Data extracted from a collection ->
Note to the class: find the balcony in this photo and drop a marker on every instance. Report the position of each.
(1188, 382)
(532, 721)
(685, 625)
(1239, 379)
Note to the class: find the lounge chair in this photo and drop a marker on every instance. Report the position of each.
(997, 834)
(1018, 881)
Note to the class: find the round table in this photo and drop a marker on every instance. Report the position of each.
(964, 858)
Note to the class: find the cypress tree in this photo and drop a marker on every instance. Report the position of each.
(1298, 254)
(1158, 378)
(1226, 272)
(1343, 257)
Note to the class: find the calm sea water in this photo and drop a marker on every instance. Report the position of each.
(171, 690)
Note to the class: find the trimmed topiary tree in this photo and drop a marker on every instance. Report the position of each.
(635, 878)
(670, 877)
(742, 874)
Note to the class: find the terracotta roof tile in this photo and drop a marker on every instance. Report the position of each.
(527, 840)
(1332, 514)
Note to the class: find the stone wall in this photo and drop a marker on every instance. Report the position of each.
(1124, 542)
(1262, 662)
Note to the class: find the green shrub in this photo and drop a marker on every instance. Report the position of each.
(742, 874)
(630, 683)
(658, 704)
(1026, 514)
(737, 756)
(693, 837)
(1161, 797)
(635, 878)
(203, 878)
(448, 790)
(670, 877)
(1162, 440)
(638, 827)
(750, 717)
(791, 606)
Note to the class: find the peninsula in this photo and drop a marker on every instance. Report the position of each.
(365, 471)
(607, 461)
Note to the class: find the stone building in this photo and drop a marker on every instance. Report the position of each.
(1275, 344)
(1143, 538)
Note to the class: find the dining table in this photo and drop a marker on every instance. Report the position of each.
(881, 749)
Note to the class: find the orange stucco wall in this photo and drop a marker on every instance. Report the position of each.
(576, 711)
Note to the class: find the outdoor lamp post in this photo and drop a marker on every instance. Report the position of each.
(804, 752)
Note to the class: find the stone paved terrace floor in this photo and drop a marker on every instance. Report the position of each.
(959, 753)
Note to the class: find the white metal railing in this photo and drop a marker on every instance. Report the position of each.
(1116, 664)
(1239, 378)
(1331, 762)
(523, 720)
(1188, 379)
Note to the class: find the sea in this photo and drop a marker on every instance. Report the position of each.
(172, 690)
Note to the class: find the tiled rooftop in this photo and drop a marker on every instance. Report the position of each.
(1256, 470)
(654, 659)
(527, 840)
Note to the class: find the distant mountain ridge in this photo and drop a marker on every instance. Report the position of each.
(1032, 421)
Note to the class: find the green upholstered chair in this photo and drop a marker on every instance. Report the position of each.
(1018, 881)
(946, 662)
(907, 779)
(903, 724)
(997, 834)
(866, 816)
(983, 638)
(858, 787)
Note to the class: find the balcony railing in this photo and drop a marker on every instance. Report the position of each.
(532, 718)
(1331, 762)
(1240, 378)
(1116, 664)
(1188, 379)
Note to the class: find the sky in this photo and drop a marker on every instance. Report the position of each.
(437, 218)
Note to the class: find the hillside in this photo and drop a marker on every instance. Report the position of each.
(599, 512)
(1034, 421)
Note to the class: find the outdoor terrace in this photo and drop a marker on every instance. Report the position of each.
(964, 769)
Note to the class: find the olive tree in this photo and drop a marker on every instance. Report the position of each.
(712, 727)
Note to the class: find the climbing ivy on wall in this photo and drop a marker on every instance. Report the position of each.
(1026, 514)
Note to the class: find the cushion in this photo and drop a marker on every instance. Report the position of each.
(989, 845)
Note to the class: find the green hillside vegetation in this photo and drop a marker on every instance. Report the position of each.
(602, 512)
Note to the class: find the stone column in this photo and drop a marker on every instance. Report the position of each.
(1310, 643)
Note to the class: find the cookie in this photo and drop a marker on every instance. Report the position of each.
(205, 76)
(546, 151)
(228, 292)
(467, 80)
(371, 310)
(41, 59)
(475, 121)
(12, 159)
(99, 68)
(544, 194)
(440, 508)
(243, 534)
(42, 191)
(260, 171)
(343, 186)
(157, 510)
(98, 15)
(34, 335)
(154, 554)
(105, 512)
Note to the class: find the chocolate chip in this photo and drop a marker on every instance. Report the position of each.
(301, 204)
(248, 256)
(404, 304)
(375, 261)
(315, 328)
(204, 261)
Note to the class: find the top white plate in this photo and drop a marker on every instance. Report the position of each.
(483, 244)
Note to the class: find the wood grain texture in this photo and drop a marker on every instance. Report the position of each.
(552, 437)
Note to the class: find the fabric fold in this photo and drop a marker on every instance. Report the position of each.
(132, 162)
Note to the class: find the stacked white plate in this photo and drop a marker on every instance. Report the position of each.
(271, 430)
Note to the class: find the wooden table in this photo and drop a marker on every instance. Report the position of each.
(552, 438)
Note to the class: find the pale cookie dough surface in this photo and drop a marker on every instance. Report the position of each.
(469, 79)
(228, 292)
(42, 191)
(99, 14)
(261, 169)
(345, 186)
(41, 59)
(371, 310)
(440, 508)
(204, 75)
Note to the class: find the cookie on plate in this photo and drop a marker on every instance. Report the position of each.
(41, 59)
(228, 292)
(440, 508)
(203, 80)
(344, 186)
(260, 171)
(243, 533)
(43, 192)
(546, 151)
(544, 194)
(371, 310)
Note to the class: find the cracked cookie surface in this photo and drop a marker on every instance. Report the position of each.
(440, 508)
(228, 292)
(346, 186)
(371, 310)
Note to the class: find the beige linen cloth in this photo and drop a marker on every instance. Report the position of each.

WHAT IS BEING ASKED -> The complete set of entries is to be restated word for word.

YOUR RESPONSE ->
Note to the class: find the balcony in this photo and drop a marker on every instance. Report the position of each.
(1188, 382)
(532, 721)
(685, 625)
(1239, 379)
Note to the class: find the lounge chair in this photo and drop a marker on every instance. Report the position of each.
(997, 834)
(1018, 881)
Note to the class: find the round table in this photo and drop a marker on every instance. Report the position of each.
(964, 858)
Note to the class: find the cypress tree in this photo and drop a marker on every instance. Report the position of each.
(1298, 254)
(1158, 378)
(1226, 272)
(1343, 257)
Note to the class: find the calm sea water in this photo and drop a marker on every instance. Report the position of each.
(171, 690)
Note to the class: find the trimmed topiary tree in this photo and drop a marker on every instance. Report the position of each.
(635, 878)
(670, 877)
(742, 874)
Note to the class: find the terracotta roof tile in this photo and drop a marker on every instance. Report the position of each.
(527, 840)
(1332, 514)
Note to the class: find the stone wall in this photo and drop a marker on every instance. Report the position of each.
(1124, 542)
(1262, 662)
Note to the class: find the green shrub in this photo and drop a marker on every instance. Report the position of each.
(742, 874)
(630, 683)
(658, 704)
(1026, 514)
(737, 756)
(693, 837)
(1161, 797)
(635, 878)
(203, 878)
(448, 790)
(670, 877)
(1162, 440)
(638, 827)
(750, 717)
(791, 606)
Note to the class: find the peninsula in this photo and drop a marker on every instance. Report the position of each.
(365, 471)
(607, 461)
Note to the class: find the stone building in this photo and drop a marker on every instance. Report the position of each.
(1275, 344)
(1143, 538)
Note to the class: find the dining table in this photo and drop a marker on every instance. Report the position of each.
(881, 749)
Note to the class: find the orange stucco wall in this photo and drop a marker on every instance. Report the position of each.
(576, 711)
Note to the class: find the outdoor lamp post in this photo and drop a marker on every instance. Report the position of each.
(804, 752)
Note to the class: find the stone paved terrace floor in this photo and drop a marker on every instance. Report the position of each.
(959, 753)
Note to the class: find the white metal railing in this photo and drop a marker on every instance. Report the position of each.
(1116, 664)
(1239, 378)
(1331, 762)
(523, 720)
(1188, 379)
Note to the class: find the sea in this photo and drop a marker on every instance. Report the position of each.
(172, 690)
Note to the class: find the tiled rooftop in this photo and drop a marker on every instance. Report the position of each.
(1256, 470)
(654, 659)
(527, 840)
Note to the class: find the distant mountain ridge in this photo and drop a marker on every instance. Report the position of each.
(1032, 421)
Note to the class: find the green upholstered chair in this photo and drop a marker on every instance. Report the position of each.
(1018, 881)
(946, 662)
(907, 779)
(903, 724)
(997, 834)
(866, 816)
(983, 638)
(858, 787)
Note to the class: find the balcony railing in this photo and drop a marker on every instance. Report the position of each.
(532, 718)
(1331, 762)
(1240, 378)
(1116, 664)
(1188, 379)
Note to the class: find the sky in this photo and drop a marker on every instance. Report the position of each.
(437, 218)
Note to the class: find the hillside in this photo and drop a marker on every instance. Report the position of each.
(599, 512)
(1034, 421)
Note to the class: find the outdoor terrace in this photo and drop a marker on every instance. Report the position of each.
(964, 769)
Note to the class: find the olive tree in this photo and drop a marker on every instance. Report the position of each.
(712, 727)
Note to the class: find the climbing ivy on wall in this photo and drop a marker on every instance. Report the position of each.
(1026, 514)
Note to the class: find the cushion in this photo and drop a marker on every instance. Report the position of each.
(989, 845)
Note to the class: find the green hillside vegetation in this photo and drop a marker on every instance. Report the position of each.
(602, 512)
Note to the class: find the stone column in this photo and drop a marker on every instance. Report the position of each.
(1310, 643)
Note to the class: find the cookie in this photo and drop a marker on every instance. Report the position of each.
(205, 76)
(546, 151)
(228, 292)
(467, 80)
(371, 310)
(41, 59)
(475, 121)
(12, 159)
(99, 68)
(544, 194)
(440, 508)
(243, 534)
(42, 191)
(260, 171)
(343, 186)
(157, 510)
(98, 15)
(34, 335)
(154, 554)
(105, 512)
Note to the class: find the chocolate chip in this photo and drop a marker on every instance. Report the position of each.
(301, 204)
(248, 256)
(404, 304)
(375, 261)
(315, 328)
(204, 261)
Note to the class: find the top white plate in this photo and drop a marker on every instance. Report the position of each.
(483, 244)
Note to the class: find the wood grain texture in this photo and drop a marker on every instance. Report the position of each.
(552, 437)
Note to the class: find the fabric fold in this photo and drop a marker on every instance. Report the position of each.
(132, 162)
Note to the class: find the stacked white plate in this photo and drop a marker on every instance. Report the position of each.
(271, 430)
Note to the class: find the wooden table in this photo and drop a marker on every instance. Report the position of each.
(552, 438)
Note to the class: find the pale cookie dough surface in this photo and drop a marker on every instance. Report the position of each.
(469, 79)
(228, 292)
(42, 191)
(99, 14)
(261, 169)
(345, 186)
(41, 59)
(371, 310)
(440, 508)
(204, 75)
Note to the class: find the cookie on plate in this photo and drop a marker on every instance. Report the position of each.
(41, 59)
(228, 292)
(440, 508)
(203, 80)
(344, 186)
(260, 171)
(243, 533)
(43, 192)
(546, 151)
(544, 194)
(371, 310)
Note to the class: find the cracked cookie surface in this photo and drop a marker on every instance. Report the position of each.
(440, 508)
(228, 292)
(346, 186)
(371, 310)
Note to the class: find the beige linen cloth in this photo and drop a marker on every instance. Report the position of each.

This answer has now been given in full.